======== Given text ========

“Wages” are defined in § 3121 as all compensation from employment including dismissal or involuntary separation (even if not legally bound to make such payments).

Amounts are constructively paid to an employee when credited to the employee’s account or set aside for the employee so it may be drawn upon at any time without substantial limitation or restriction, although not actually reduced to the employee’s possession.

If the employer’s usual payday is after the period for which employee’s services are rendered, employee is not in constructive receipt until the normal time for making a payment of wages.

Advance payments of wages are treated as wages when made available if later charged against salary, commissions, or other remuneration subsequently earned, unless actually a loan, then wages are not considered to be paid at the time of the loan.

“Wages” subject to contribution include all amounts except:

  • Separation pay (except payments for cancellation of an employment contract, judgments or awards in a suit (except designated as “back-pay”))
  • Limited retirement benefits:
    • stock bonus, profit sharing plan under § 401(a)
    • annuity plan under § 403(a) or (b)
    • simplified employee plan under § 408(k)
    • simple retirement account under § 408(p)
  • Certain death benefits, and medical, disability & survivors’ benefits
  • Children of the “employer” under 18
  • Some forms of deferred compensation under “qualified arrangements” (§ § 401(a) and 403(a) and (b), 401(k), and 408(k) if excluded under § 402(h))

========

▶ **Assignment**:
Please answer from the wages text above: under which section are "wages" defined?

======== Recorded information ========

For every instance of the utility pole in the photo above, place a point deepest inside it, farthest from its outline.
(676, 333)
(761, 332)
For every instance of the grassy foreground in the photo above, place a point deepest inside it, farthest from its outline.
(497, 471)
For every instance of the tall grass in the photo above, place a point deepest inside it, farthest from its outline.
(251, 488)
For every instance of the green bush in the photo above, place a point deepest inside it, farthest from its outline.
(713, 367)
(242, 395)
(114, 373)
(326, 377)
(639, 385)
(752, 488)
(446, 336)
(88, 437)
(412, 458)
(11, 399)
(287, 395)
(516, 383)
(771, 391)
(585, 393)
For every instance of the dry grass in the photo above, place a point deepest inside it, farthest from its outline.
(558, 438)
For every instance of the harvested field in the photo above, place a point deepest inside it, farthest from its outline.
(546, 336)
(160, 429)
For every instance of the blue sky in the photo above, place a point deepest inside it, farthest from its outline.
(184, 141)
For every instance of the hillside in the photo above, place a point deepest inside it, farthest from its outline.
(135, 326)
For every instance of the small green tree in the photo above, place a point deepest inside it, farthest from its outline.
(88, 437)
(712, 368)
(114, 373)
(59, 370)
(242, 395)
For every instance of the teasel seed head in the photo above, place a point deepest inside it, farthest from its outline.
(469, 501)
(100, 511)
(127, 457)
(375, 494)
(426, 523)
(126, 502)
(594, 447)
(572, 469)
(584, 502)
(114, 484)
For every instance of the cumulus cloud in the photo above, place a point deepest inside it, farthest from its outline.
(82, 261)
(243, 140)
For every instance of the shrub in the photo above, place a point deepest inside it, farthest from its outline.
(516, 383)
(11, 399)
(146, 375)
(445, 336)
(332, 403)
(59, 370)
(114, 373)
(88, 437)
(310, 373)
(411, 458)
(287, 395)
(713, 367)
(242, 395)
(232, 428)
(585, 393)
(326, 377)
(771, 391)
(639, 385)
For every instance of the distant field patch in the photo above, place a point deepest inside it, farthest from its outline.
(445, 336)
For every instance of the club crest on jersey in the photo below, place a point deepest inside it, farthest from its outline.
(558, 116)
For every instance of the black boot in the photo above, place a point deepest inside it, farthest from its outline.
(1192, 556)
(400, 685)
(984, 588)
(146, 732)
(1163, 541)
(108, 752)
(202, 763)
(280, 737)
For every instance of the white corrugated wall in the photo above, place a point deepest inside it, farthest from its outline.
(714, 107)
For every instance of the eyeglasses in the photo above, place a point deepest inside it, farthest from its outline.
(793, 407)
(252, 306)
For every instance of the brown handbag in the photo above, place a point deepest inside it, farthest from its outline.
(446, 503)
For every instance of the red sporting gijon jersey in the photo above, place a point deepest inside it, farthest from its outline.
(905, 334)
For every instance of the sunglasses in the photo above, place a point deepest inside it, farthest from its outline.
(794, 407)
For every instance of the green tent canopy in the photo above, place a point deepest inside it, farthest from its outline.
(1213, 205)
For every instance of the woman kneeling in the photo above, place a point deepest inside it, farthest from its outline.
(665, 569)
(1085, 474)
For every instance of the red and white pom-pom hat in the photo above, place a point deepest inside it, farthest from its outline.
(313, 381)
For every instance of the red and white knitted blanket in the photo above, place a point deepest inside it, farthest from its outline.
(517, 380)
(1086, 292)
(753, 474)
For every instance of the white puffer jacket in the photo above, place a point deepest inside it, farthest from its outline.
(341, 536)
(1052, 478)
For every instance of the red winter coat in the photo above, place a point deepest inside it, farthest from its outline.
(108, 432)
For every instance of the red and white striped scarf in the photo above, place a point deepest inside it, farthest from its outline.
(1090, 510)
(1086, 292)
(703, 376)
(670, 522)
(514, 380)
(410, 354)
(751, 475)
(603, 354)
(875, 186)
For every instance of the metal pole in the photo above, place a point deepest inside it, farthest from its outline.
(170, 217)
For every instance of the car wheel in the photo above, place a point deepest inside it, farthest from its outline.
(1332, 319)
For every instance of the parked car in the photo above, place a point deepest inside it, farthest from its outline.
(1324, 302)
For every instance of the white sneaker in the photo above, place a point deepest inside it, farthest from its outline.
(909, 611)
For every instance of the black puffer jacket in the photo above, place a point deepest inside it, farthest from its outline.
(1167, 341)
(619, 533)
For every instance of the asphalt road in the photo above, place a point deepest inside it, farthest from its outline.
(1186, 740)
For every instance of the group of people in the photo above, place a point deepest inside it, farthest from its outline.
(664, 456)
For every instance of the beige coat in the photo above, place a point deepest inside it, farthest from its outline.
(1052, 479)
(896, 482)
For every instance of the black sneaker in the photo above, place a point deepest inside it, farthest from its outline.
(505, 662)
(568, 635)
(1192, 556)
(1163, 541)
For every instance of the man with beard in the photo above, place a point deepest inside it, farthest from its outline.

========

▶ **Solved problem**:
§ 3121